But I'm Using ICOM's (YAESU's etc.) Headset Adaptor!

I can't speak for every headset adaptor from every company, but the one I bought from ICOM only provides the physical and electrical connection from the miniature plug that goes into the radio to the two jacks where the headset plugs in.  It does not do anything about the impedance.

Many folks that buy these radios and adaptors intend the radio for emergency use.  They'd be fine for that, in most GA aircraft. 

Eliminating the Mismatch

Indeed, that 6 dB difference may not matter, if you're flying a nice quiet Cirrus or Bonanza, or even a 172.  But us antique, classic, and open-cockpit guys need as much as we can get.  At cruise, my Fly Baby measures 105dB at chest height.  That's louder than a circular saw, and it's running continuously.  Even with a good headset with passive attenuation, I need as much power to my ears as I can get.

To fix things, we need match the impedance between the headset and the radio.  There are three different ways to do this:  Modify the headset so it's compatible with the radio, insert a device in the circuit that handles the impedance matching, or convert a consumer-grade headset.

####################

### Work to complete
According to the text on headset impedance matching, what sound level does the Fly Baby reach at chest height during cruise? The records that follow have no connection to the text on headset impedance matching.

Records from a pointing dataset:

####################

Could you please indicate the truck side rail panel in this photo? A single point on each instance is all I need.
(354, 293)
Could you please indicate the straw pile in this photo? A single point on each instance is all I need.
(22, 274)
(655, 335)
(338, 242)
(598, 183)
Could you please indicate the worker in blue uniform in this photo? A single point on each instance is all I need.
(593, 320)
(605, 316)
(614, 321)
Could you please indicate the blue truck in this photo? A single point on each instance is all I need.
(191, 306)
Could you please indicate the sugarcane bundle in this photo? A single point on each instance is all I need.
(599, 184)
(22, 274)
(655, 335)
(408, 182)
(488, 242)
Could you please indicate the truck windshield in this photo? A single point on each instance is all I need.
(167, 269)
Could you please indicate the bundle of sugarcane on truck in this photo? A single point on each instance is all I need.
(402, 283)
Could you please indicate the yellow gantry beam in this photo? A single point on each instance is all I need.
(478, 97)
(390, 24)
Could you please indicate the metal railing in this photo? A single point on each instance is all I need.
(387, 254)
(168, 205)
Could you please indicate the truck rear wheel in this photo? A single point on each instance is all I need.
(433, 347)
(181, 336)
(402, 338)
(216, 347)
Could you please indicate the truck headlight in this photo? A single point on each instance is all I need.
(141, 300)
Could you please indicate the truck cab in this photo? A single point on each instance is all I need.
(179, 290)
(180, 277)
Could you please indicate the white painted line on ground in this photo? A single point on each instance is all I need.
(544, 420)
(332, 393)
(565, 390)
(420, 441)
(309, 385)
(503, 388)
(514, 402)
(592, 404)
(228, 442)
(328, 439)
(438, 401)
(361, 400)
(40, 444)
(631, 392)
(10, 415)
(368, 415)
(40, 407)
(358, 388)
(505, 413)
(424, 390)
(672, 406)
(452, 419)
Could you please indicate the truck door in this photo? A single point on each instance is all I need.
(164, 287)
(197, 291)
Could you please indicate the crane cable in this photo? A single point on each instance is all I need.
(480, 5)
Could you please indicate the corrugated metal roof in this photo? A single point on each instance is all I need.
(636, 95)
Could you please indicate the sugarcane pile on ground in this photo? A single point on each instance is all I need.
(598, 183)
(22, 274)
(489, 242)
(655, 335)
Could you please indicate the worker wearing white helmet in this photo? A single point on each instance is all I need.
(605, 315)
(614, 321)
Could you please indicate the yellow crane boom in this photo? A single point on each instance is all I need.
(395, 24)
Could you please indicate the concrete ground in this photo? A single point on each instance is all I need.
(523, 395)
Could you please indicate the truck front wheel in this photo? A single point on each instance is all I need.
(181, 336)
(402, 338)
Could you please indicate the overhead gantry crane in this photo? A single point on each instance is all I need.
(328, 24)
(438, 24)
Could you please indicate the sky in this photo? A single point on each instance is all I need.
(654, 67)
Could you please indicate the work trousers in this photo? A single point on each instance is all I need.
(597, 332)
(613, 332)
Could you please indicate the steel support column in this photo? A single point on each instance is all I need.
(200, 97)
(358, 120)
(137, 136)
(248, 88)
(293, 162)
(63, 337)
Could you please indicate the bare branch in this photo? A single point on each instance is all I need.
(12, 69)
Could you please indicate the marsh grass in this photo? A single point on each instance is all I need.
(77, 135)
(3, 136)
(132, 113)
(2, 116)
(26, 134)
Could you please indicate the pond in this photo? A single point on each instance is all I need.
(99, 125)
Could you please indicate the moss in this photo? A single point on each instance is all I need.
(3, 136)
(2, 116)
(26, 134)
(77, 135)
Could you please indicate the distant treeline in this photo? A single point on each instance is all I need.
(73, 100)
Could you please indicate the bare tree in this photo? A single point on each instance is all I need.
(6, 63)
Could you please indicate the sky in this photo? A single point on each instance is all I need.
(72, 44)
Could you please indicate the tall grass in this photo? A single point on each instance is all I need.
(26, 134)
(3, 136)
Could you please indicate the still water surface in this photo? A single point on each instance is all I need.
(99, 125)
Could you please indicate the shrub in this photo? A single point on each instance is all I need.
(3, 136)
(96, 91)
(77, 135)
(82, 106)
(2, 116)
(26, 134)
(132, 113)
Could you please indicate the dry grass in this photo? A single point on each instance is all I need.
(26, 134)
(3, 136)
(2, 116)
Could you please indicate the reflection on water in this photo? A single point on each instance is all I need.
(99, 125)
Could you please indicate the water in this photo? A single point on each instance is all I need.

####################

### Problem solution
105 dB.